• _Your assignment_: The entries are to be output in full, word for word.

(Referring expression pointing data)
....
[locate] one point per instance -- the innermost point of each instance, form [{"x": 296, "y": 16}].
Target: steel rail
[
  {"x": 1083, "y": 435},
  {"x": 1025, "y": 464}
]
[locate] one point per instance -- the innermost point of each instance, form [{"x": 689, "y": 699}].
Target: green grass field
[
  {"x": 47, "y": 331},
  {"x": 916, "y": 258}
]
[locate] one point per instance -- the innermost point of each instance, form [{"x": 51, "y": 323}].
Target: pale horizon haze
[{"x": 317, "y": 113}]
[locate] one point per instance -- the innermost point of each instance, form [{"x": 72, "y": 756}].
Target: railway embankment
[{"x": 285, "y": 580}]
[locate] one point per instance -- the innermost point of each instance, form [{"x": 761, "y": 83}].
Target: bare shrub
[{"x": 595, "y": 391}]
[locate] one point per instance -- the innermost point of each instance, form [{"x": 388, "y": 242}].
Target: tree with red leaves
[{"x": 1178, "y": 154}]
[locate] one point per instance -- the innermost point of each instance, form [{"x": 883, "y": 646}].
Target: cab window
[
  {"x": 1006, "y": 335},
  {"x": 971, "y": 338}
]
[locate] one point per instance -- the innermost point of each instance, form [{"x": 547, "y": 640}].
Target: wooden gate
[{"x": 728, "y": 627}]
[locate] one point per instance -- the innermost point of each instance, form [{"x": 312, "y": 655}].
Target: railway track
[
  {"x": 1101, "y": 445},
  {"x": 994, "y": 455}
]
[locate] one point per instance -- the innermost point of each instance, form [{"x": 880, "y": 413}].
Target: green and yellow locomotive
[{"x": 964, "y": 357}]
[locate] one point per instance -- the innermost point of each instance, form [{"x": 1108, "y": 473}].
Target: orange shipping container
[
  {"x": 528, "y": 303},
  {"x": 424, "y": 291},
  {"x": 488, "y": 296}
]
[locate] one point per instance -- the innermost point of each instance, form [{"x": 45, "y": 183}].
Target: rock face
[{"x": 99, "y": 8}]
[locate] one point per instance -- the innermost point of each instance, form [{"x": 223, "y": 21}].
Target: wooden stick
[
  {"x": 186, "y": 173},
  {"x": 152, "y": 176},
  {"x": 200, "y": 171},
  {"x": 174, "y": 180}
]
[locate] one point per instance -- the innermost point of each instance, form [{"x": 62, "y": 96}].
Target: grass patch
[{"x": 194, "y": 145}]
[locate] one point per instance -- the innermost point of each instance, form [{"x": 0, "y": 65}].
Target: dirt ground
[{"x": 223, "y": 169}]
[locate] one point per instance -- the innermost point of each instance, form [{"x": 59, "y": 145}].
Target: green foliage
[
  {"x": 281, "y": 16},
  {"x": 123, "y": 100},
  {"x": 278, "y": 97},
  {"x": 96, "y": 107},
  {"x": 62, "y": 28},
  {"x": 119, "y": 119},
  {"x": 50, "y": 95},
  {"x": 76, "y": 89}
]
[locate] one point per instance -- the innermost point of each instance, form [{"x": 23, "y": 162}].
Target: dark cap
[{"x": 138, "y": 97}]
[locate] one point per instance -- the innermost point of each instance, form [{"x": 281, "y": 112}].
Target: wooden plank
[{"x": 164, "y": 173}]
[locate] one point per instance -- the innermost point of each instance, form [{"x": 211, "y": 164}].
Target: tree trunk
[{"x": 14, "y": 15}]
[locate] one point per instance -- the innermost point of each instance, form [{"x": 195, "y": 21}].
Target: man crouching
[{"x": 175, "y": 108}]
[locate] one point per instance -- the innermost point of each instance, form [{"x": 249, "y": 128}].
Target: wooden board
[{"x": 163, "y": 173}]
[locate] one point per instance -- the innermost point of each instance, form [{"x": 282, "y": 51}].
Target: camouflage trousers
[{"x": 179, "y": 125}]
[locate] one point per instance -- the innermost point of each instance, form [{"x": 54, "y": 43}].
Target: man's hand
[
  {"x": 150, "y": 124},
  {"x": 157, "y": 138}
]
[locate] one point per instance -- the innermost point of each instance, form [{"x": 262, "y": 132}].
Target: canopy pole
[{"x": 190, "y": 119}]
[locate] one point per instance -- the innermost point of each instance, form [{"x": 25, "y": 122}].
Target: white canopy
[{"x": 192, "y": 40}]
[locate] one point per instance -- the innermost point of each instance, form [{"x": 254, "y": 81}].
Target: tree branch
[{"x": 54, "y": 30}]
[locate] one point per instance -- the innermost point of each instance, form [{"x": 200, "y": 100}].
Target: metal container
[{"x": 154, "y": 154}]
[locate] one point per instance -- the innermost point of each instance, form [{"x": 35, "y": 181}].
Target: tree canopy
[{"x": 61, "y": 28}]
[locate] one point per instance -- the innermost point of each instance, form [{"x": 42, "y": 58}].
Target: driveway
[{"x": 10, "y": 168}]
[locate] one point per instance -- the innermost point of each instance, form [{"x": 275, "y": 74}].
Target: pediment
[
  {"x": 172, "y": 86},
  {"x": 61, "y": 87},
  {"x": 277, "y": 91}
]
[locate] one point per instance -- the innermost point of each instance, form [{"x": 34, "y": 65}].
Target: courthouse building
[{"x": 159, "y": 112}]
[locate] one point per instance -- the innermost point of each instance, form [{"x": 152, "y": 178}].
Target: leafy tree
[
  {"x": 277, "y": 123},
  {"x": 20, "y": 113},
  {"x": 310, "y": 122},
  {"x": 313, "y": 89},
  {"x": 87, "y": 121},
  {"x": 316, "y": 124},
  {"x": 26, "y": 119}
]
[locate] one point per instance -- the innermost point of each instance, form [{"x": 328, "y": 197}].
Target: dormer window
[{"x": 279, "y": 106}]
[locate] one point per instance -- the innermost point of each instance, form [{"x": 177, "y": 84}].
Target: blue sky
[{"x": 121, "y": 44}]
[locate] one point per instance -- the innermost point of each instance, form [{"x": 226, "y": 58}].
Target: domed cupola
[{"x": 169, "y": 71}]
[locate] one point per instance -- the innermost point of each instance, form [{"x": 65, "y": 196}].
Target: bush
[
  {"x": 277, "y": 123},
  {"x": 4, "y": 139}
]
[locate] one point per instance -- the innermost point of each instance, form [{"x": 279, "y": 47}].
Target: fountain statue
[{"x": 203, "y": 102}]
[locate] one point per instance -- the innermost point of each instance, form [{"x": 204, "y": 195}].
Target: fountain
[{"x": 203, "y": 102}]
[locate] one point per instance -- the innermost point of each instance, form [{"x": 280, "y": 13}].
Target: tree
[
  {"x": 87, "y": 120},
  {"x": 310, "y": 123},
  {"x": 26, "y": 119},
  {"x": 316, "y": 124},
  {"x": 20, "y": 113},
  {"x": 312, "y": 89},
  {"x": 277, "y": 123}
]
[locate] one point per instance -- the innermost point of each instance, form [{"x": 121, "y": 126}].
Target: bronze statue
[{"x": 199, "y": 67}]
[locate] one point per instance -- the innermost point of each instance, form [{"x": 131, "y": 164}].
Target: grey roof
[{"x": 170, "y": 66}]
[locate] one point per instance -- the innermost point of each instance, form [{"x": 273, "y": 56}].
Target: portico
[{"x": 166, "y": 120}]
....
• _Result below_:
[locate] one point per instance -- the innermost point of each instance, form [{"x": 296, "y": 16}].
Target: steel rail
[
  {"x": 1083, "y": 435},
  {"x": 1025, "y": 464}
]
[locate] one point per instance -- the innermost point of each instance, form [{"x": 689, "y": 699}].
Target: green grass field
[
  {"x": 47, "y": 331},
  {"x": 916, "y": 258}
]
[locate] one point per instance -- the innermost point of each instance, form [{"x": 51, "y": 323}].
Target: pale horizon haze
[{"x": 317, "y": 113}]
[locate] one point per instance -- the innermost point of each instance, form [{"x": 72, "y": 756}].
Target: railway embankment
[{"x": 285, "y": 580}]
[locate] one point per instance -- the innermost point of each instance, form [{"x": 761, "y": 83}].
Target: bare shrub
[{"x": 595, "y": 391}]
[locate] one point per instance -- the innermost point of each instance, form [{"x": 388, "y": 242}].
Target: tree with red leaves
[{"x": 1178, "y": 154}]
[locate] one point per instance -- the innermost point of each instance, form [{"x": 883, "y": 646}].
Target: cab window
[
  {"x": 1006, "y": 335},
  {"x": 971, "y": 338}
]
[locate] one point per instance -- the innermost point of each instance, form [{"x": 547, "y": 640}].
Target: wooden gate
[{"x": 728, "y": 627}]
[locate] one point per instance -- the innermost point of each instance, form [{"x": 312, "y": 655}].
Target: railway track
[
  {"x": 1101, "y": 445},
  {"x": 994, "y": 455}
]
[locate] one point per instance -- the innermost point of each instance, form [{"x": 880, "y": 413}].
Target: green and yellow locomotive
[{"x": 964, "y": 357}]
[locate] one point per instance -- the innermost point of each instance, form [{"x": 1108, "y": 473}].
Target: orange shipping container
[
  {"x": 528, "y": 303},
  {"x": 424, "y": 291},
  {"x": 488, "y": 296}
]
[locate] one point per instance -- the innermost point of each instance, form [{"x": 45, "y": 183}].
Target: rock face
[{"x": 99, "y": 8}]
[locate] one point per instance -- the innermost point of each instance, form [{"x": 223, "y": 21}].
Target: wooden stick
[
  {"x": 186, "y": 173},
  {"x": 152, "y": 176},
  {"x": 200, "y": 171},
  {"x": 174, "y": 180}
]
[locate] one point per instance -- the innermost point of each instance, form [{"x": 62, "y": 96}].
Target: grass patch
[{"x": 194, "y": 145}]
[locate] one point per instance -- the innermost point of each instance, form [{"x": 0, "y": 65}].
Target: dirt ground
[{"x": 223, "y": 169}]
[locate] one point per instance -- the innermost point of each instance, form [{"x": 59, "y": 145}].
Target: green foliage
[
  {"x": 281, "y": 16},
  {"x": 123, "y": 100},
  {"x": 278, "y": 97},
  {"x": 96, "y": 107},
  {"x": 62, "y": 28},
  {"x": 119, "y": 119},
  {"x": 50, "y": 95},
  {"x": 76, "y": 89}
]
[locate] one point per instance -- the innermost point of each instance, form [{"x": 23, "y": 162}].
Target: dark cap
[{"x": 138, "y": 97}]
[locate] one point per instance -- the innermost point of each instance, form [{"x": 281, "y": 112}].
Target: wooden plank
[{"x": 164, "y": 173}]
[locate] one point per instance -- the innermost point of each instance, form [{"x": 211, "y": 164}].
Target: tree trunk
[{"x": 14, "y": 15}]
[locate] one point per instance -- the innermost point of each instance, form [{"x": 195, "y": 21}].
Target: man crouching
[{"x": 175, "y": 108}]
[locate] one point per instance -- the innermost point of each instance, form [{"x": 249, "y": 128}].
Target: wooden board
[{"x": 163, "y": 173}]
[locate] one point per instance -- the innermost point of each instance, form [{"x": 282, "y": 51}].
Target: camouflage trousers
[{"x": 179, "y": 125}]
[locate] one point per instance -- the innermost point of each instance, form [{"x": 54, "y": 43}].
Target: man's hand
[
  {"x": 150, "y": 124},
  {"x": 157, "y": 138}
]
[locate] one point per instance -- the innermost point of each instance, form [{"x": 262, "y": 132}].
Target: canopy pole
[{"x": 190, "y": 119}]
[locate] one point per instance -- the innermost point of each instance, form [{"x": 25, "y": 122}].
Target: white canopy
[{"x": 192, "y": 40}]
[locate] one point per instance -- the innermost point of each instance, form [{"x": 254, "y": 81}].
Target: tree branch
[{"x": 54, "y": 30}]
[locate] one point per instance -- the innermost point of each instance, form [{"x": 200, "y": 100}].
Target: metal container
[{"x": 154, "y": 154}]
[locate] one point per instance -- the innermost point of each instance, form [{"x": 35, "y": 181}].
Target: tree canopy
[{"x": 61, "y": 28}]
[locate] one point per instance -- the innermost point of each instance, form [{"x": 42, "y": 58}].
Target: driveway
[{"x": 10, "y": 168}]
[locate] one point per instance -- the innermost point of each instance, form [{"x": 275, "y": 74}].
Target: pediment
[
  {"x": 172, "y": 86},
  {"x": 61, "y": 87},
  {"x": 277, "y": 91}
]
[locate] one point per instance -- the innermost point of each instance, form [{"x": 34, "y": 65}].
Target: courthouse building
[{"x": 159, "y": 112}]
[locate] one point per instance -- the innermost point of each instance, form [{"x": 152, "y": 178}].
Target: leafy tree
[
  {"x": 277, "y": 123},
  {"x": 20, "y": 113},
  {"x": 310, "y": 122},
  {"x": 313, "y": 89},
  {"x": 87, "y": 121},
  {"x": 316, "y": 124},
  {"x": 26, "y": 119}
]
[locate] one point per instance -- the innermost point of each instance, form [{"x": 328, "y": 197}].
Target: dormer window
[{"x": 279, "y": 106}]
[locate] one point per instance -- the innermost point of each instance, form [{"x": 177, "y": 84}].
Target: blue sky
[{"x": 121, "y": 44}]
[locate] one point per instance -- the innermost point of each instance, form [{"x": 226, "y": 58}].
Target: domed cupola
[{"x": 169, "y": 71}]
[locate] one point per instance -- the innermost point of each instance, form [{"x": 65, "y": 196}].
Target: bush
[
  {"x": 277, "y": 123},
  {"x": 4, "y": 139}
]
[locate] one point per instance -- the innermost point of each instance, form [{"x": 279, "y": 47}].
Target: fountain statue
[{"x": 203, "y": 102}]
[locate] one point per instance -- the innermost point of each instance, form [{"x": 204, "y": 195}].
Target: fountain
[{"x": 203, "y": 102}]
[locate] one point per instance -- the innermost point of each instance, form [{"x": 280, "y": 13}].
Target: tree
[
  {"x": 87, "y": 120},
  {"x": 310, "y": 123},
  {"x": 26, "y": 119},
  {"x": 316, "y": 124},
  {"x": 20, "y": 113},
  {"x": 312, "y": 89},
  {"x": 277, "y": 123}
]
[locate] one point per instance -- the innermost point of each instance, form [{"x": 121, "y": 126}].
Target: bronze statue
[{"x": 199, "y": 67}]
[locate] one point per instance -- the innermost point of each instance, form [{"x": 131, "y": 164}].
Target: grey roof
[{"x": 170, "y": 66}]
[locate] one point per instance -- the innermost point of each instance, form [{"x": 273, "y": 56}].
Target: portico
[{"x": 166, "y": 120}]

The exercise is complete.